#### [WHAT YOU WILL DO]
A. Answer these questions about the call drop article:
(i) What was the call drop rate in February?
(ii) Which circles were considered bad between April 2017 and November 2017?
(iii) During a busy hour, what benchmark must the call drop rate not exceed?
B. Rewrite the call drop article, beginning at "Between April 2017" and stopping after "90% of days.", with "ramped up" changed to "expanded".

#### [DOCUMENT SEGMENT]
**********

Call drops worsen in May, situation poor in Delhi, Mumbai, UP and Bihar, says TRAI

Call drops worsen in May, situation poor in Delhi, Mumbai, UP and Bihar, says TRAI

Call drops deteriorated in May with the percentage inching up to 0.60% during the month compared with 0.52% in April 2018, latest Trai data show. This is against three consecutive months of good performance when the rate fell to 0.54% in February and remained flat at 0.52% during March and April, respectively.

Between April 2017 and November 2017, the call drop rate was in the range of 0.68-0.75%. The situation was poor in Delhi, Mumbai, Uttar Pradesh and Bihar, while it was considered bad in the Andhra Pradesh, Telangana, Chennai and Tamil Nadu circles. But during December 2017 to March 2018, operators ramped up networks, which brought the rate down from 0.71% in November 2017 to 0.52% in April.

The rate is still below Trai’s quality of service (QoS) norms. Call drop rate should not exceed 2% for 90% of telecom towers of an operator in a circle area for at least 90% days. Similarly, in the worst case or during a busy hour, it must not exceed the 3% benchmark for 97% of towers in a circle for 90% of days.

**********

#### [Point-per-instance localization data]
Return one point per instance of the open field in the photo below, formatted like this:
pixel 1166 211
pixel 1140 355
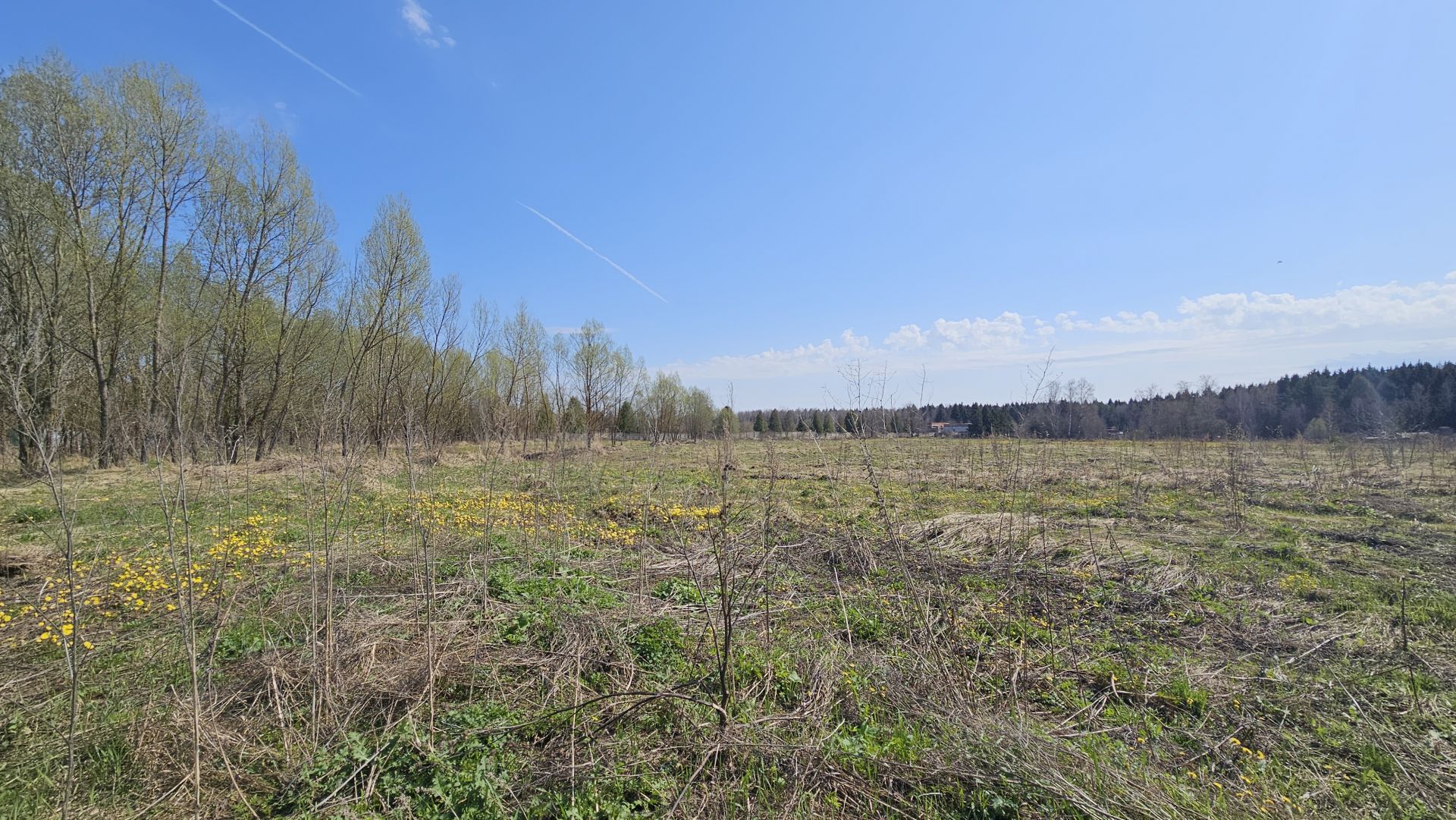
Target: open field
pixel 899 627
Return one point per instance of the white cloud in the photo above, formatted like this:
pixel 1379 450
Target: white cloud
pixel 908 337
pixel 1002 332
pixel 419 20
pixel 1234 335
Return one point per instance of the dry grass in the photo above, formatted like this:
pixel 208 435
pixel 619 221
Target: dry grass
pixel 990 630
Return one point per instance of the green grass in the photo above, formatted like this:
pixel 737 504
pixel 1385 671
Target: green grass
pixel 998 630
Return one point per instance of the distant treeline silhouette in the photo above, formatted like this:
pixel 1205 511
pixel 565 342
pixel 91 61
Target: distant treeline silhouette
pixel 1367 401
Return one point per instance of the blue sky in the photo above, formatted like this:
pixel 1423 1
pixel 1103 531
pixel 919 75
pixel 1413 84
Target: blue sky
pixel 1155 190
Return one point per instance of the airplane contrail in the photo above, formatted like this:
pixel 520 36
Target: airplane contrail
pixel 601 255
pixel 283 46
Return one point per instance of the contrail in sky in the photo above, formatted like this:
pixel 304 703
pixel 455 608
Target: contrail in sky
pixel 283 46
pixel 601 255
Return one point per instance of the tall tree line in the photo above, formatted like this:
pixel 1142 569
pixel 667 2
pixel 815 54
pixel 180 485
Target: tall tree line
pixel 169 283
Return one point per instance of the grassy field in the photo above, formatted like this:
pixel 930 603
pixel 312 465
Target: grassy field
pixel 884 628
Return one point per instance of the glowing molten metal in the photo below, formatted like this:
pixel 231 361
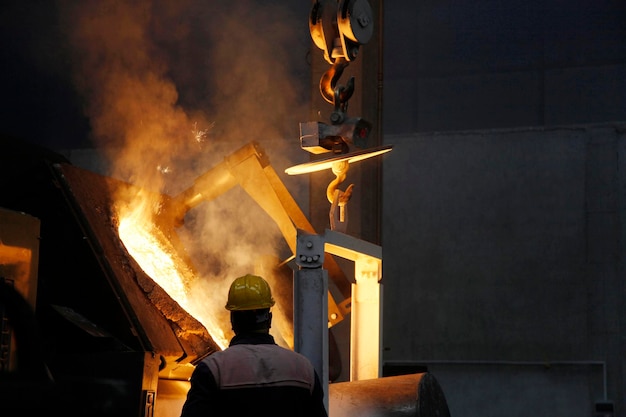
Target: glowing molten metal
pixel 158 258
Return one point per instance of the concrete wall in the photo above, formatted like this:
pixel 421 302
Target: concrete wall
pixel 503 263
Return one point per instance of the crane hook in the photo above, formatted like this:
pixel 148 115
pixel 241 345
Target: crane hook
pixel 329 80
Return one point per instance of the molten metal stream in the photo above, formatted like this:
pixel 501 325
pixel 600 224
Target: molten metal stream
pixel 158 258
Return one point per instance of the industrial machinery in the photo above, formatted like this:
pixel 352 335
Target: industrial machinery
pixel 87 331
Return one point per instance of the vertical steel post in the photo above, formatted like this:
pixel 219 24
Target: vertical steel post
pixel 310 305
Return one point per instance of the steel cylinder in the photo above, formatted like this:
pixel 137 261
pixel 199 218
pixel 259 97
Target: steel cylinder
pixel 395 396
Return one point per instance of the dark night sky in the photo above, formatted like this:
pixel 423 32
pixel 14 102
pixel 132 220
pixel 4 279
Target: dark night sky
pixel 39 102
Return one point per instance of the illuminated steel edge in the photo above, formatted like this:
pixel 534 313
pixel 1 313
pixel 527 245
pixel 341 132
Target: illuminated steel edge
pixel 328 163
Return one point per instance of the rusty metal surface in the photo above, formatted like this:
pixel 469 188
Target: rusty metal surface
pixel 163 326
pixel 416 395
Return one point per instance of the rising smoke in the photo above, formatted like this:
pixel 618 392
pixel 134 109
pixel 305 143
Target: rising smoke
pixel 171 87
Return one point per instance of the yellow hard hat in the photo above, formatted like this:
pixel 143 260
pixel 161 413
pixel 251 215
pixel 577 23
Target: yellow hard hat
pixel 249 292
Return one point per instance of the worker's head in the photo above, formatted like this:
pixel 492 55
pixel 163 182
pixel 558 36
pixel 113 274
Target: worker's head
pixel 249 303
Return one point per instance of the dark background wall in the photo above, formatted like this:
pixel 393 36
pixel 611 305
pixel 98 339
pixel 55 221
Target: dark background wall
pixel 503 201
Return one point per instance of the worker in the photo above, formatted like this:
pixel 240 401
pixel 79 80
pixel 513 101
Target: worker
pixel 253 376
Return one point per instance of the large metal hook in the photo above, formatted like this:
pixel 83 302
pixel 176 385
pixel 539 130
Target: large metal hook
pixel 329 80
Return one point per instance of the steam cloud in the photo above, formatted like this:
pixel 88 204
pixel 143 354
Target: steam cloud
pixel 170 88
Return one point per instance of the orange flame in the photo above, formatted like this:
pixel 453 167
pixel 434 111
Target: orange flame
pixel 155 254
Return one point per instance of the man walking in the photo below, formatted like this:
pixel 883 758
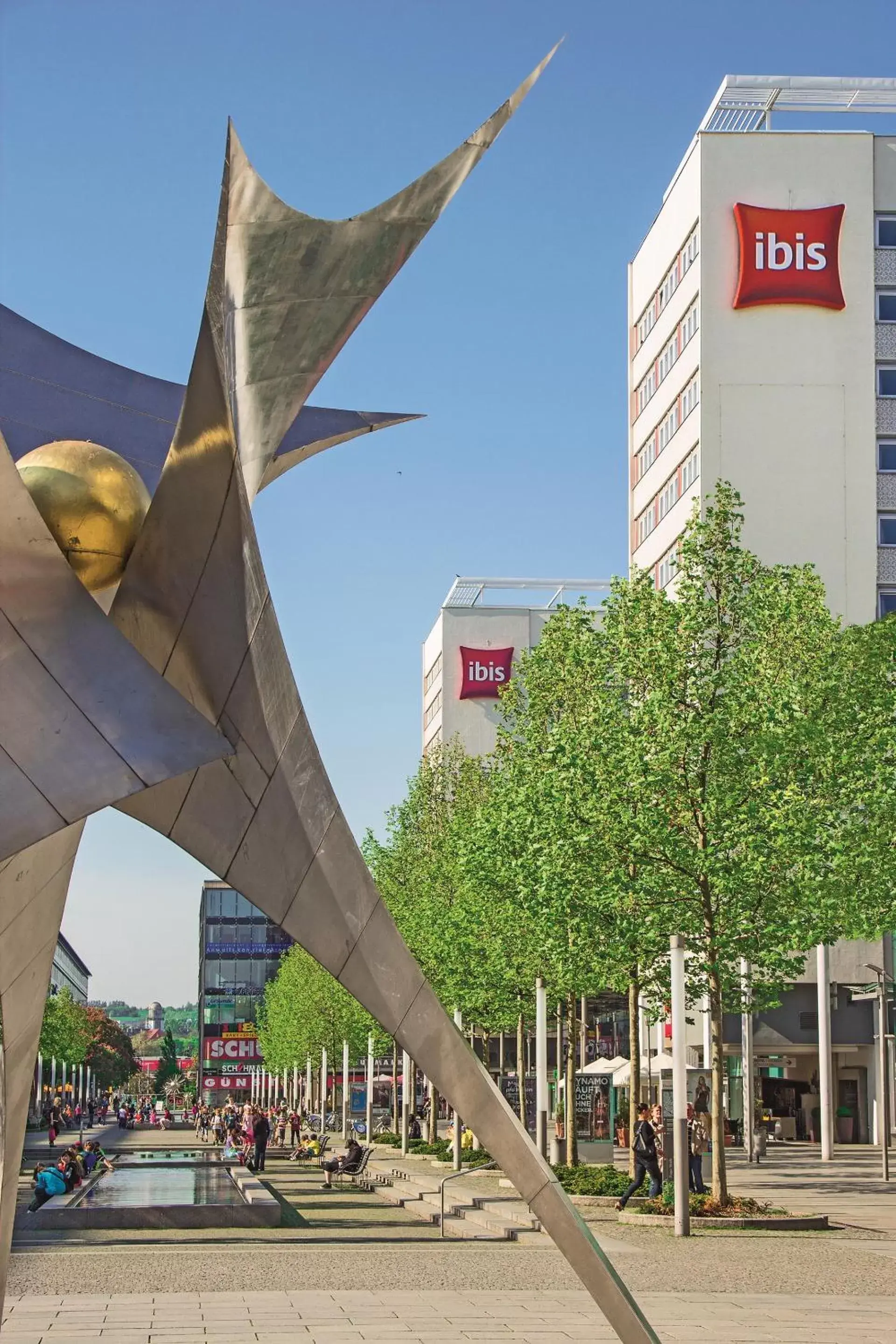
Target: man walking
pixel 698 1146
pixel 647 1163
pixel 261 1134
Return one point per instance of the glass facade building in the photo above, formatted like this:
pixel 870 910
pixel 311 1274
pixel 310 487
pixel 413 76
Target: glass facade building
pixel 239 951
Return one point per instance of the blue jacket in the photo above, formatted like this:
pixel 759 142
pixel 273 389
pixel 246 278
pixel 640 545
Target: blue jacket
pixel 51 1181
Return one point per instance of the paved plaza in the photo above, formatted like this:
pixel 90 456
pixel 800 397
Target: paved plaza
pixel 348 1265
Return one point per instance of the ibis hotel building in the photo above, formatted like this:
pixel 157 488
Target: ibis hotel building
pixel 762 336
pixel 762 350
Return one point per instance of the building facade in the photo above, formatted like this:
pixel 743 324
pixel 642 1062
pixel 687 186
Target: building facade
pixel 762 350
pixel 239 951
pixel 69 972
pixel 470 651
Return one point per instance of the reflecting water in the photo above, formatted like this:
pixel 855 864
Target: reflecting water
pixel 160 1156
pixel 160 1184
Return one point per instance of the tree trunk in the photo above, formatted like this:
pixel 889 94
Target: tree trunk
pixel 520 1064
pixel 719 1175
pixel 397 1120
pixel 635 1062
pixel 573 1144
pixel 434 1114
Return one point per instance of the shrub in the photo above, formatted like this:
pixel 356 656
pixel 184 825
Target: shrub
pixel 592 1181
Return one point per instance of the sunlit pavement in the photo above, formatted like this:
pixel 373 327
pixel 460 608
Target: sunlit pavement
pixel 420 1317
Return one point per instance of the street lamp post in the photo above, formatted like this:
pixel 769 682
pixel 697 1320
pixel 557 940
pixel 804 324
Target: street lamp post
pixel 456 1143
pixel 680 1086
pixel 883 1101
pixel 825 1053
pixel 540 1066
pixel 369 1099
pixel 746 1039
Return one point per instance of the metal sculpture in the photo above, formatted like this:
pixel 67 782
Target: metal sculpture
pixel 284 295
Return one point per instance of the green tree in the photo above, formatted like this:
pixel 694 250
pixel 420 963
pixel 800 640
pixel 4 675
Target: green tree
pixel 168 1066
pixel 305 1010
pixel 716 709
pixel 66 1030
pixel 111 1053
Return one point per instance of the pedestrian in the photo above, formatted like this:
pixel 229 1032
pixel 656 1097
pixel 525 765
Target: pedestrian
pixel 647 1163
pixel 261 1134
pixel 698 1146
pixel 48 1182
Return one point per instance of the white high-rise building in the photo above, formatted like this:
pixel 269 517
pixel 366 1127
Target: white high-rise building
pixel 762 311
pixel 468 655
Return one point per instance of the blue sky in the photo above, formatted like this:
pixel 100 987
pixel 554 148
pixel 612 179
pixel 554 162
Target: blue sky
pixel 507 329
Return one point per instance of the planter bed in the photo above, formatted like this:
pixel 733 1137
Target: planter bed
pixel 774 1222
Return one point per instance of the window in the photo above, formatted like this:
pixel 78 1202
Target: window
pixel 661 436
pixel 887 306
pixel 669 495
pixel 433 709
pixel 432 675
pixel 887 230
pixel 887 529
pixel 887 455
pixel 668 566
pixel 671 281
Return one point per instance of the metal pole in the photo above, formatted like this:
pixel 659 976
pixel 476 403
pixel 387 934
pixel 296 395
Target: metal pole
pixel 707 1033
pixel 406 1069
pixel 883 1101
pixel 540 1066
pixel 369 1100
pixel 746 1046
pixel 680 1085
pixel 825 1081
pixel 323 1091
pixel 456 1144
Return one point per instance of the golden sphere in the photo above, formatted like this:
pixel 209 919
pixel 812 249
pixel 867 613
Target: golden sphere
pixel 93 502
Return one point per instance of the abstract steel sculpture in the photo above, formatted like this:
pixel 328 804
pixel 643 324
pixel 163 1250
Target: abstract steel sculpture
pixel 207 741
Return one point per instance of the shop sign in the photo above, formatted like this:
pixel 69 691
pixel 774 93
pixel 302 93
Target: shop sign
pixel 789 256
pixel 234 1047
pixel 484 672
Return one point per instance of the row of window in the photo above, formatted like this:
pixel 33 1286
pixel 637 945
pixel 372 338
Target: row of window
pixel 667 566
pixel 664 292
pixel 681 480
pixel 432 675
pixel 663 366
pixel 886 231
pixel 660 436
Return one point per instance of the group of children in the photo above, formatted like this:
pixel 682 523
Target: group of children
pixel 61 1178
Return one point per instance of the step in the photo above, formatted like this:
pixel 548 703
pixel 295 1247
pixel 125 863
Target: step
pixel 420 1194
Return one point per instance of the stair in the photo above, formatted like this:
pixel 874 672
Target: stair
pixel 467 1215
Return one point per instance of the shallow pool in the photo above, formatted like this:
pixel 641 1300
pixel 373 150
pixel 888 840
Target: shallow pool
pixel 159 1184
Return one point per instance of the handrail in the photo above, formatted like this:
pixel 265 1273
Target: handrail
pixel 470 1171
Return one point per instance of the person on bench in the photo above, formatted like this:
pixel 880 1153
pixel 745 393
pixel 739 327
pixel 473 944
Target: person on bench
pixel 350 1162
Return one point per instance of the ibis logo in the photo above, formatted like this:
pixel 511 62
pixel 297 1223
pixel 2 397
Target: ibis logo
pixel 789 256
pixel 484 672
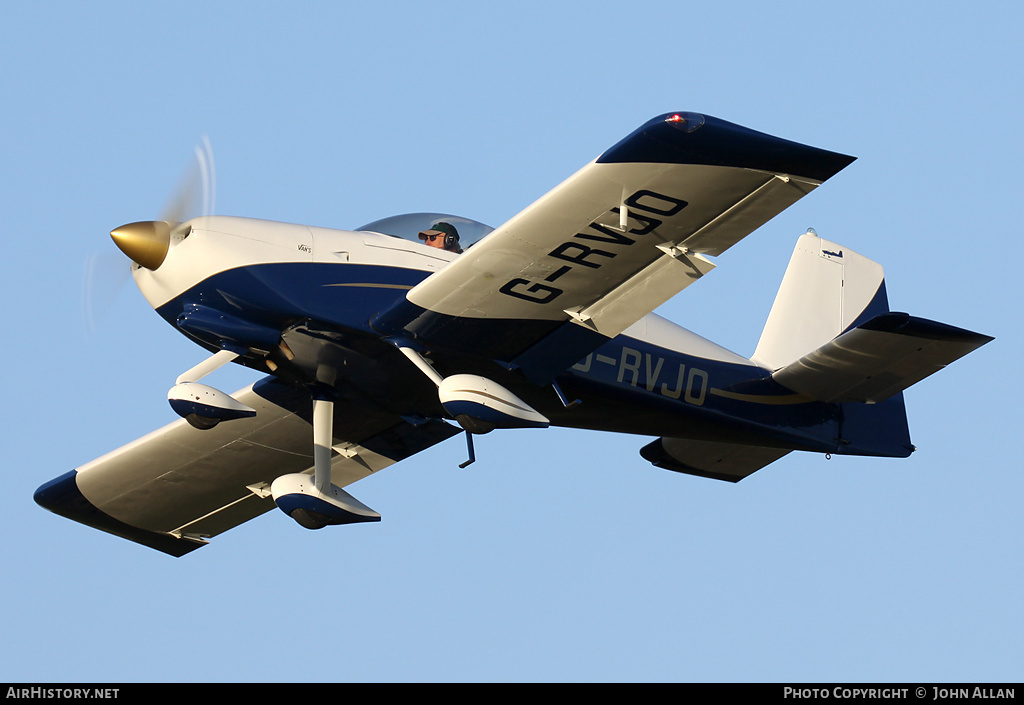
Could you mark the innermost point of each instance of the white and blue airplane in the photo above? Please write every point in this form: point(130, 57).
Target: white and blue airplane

**********

#### [RESPONSES IN ORDER]
A.
(i) 0.54%
(ii) Andhra Pradesh, Telangana, Chennai and Tamil Nadu
(iii) 3% for 97% of towers in a circle for 90% of days

B.
Between April 2017 and November 2017, the call drop rate was in the range of 0.68-0.75%. The situation was poor in Delhi, Mumbai, Uttar Pradesh and Bihar, while it was considered bad in the Andhra Pradesh, Telangana, Chennai and Tamil Nadu circles. But during December 2017 to March 2018, operators expanded networks, which brought the rate down from 0.71% in November 2017 to 0.52% in April.

The rate is still below Trai’s quality of service (QoS) norms. Call drop rate should not exceed 2% for 90% of telecom towers of an operator in a circle area for at least 90% days. Similarly, in the worst case or during a busy hour, it must not exceed the 3% benchmark for 97% of towers in a circle for 90% of days.